__DIRECTIONS FOR THIS TASK__. The required output is the full listing below, reproduced word for word.

================

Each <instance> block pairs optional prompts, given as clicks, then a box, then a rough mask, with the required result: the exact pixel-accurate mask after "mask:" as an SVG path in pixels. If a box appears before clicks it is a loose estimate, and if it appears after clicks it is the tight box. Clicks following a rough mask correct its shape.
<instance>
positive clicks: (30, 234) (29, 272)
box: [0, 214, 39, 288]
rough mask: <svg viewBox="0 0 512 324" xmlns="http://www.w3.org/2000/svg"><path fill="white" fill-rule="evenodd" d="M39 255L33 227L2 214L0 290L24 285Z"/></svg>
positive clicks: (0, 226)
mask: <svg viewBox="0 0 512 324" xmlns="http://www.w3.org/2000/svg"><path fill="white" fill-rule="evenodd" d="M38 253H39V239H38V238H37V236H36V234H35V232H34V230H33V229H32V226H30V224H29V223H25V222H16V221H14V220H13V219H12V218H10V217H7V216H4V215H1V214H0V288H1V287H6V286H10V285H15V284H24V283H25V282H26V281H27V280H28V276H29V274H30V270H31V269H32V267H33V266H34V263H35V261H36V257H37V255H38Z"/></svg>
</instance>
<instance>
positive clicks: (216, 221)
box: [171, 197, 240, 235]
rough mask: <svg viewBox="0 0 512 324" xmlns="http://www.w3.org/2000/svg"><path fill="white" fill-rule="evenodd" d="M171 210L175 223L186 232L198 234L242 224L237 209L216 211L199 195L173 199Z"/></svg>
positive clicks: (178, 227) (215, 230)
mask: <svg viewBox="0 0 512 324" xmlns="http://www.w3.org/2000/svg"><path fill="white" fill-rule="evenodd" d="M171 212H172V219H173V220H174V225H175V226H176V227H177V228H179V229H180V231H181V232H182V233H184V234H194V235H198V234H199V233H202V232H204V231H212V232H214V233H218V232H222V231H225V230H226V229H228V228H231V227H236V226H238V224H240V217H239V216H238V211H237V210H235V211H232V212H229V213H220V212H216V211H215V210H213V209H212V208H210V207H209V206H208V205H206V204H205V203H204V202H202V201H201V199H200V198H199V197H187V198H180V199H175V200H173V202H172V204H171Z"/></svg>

================

__ANSWER TO THIS EXERCISE__.
Each <instance> block pairs optional prompts, given as clicks, then a box, then a rough mask, with the required result: the exact pixel-accurate mask after "mask:" as an SVG path in pixels. If a box appears before clicks it is a loose estimate, and if it appears after clicks it is the tight box. Clicks following a rough mask correct its shape.
<instance>
positive clicks: (30, 234) (29, 272)
box: [0, 214, 39, 288]
rough mask: <svg viewBox="0 0 512 324" xmlns="http://www.w3.org/2000/svg"><path fill="white" fill-rule="evenodd" d="M39 255L33 227L2 214L0 290L24 285Z"/></svg>
positive clicks: (0, 226)
mask: <svg viewBox="0 0 512 324" xmlns="http://www.w3.org/2000/svg"><path fill="white" fill-rule="evenodd" d="M38 253H39V239H38V238H37V236H36V234H35V232H34V230H33V229H32V226H30V224H29V223H25V222H16V221H14V220H13V219H12V218H10V217H7V216H4V215H1V214H0V288H1V287H6V286H10V285H15V284H24V283H25V282H26V281H27V280H28V276H29V274H30V270H31V269H32V267H33V266H34V263H35V261H36V257H37V255H38Z"/></svg>
</instance>
<instance>
positive clicks: (216, 221)
box: [171, 197, 240, 235]
rough mask: <svg viewBox="0 0 512 324" xmlns="http://www.w3.org/2000/svg"><path fill="white" fill-rule="evenodd" d="M171 210L175 223L186 232L198 234L242 224L237 209L216 211L199 195L173 199Z"/></svg>
positive clicks: (178, 227) (215, 230)
mask: <svg viewBox="0 0 512 324" xmlns="http://www.w3.org/2000/svg"><path fill="white" fill-rule="evenodd" d="M171 212H172V219H173V220H174V225H175V226H176V227H177V228H179V229H180V231H181V232H182V233H184V234H194V235H198V234H199V233H202V232H204V231H212V232H214V233H218V232H222V231H225V230H226V229H228V228H231V227H236V226H238V224H240V217H239V216H238V211H237V210H235V211H232V212H229V213H220V212H216V211H215V210H213V209H212V208H210V207H209V206H208V205H206V204H205V203H204V202H202V201H201V199H200V198H199V197H187V198H180V199H175V200H173V202H172V204H171Z"/></svg>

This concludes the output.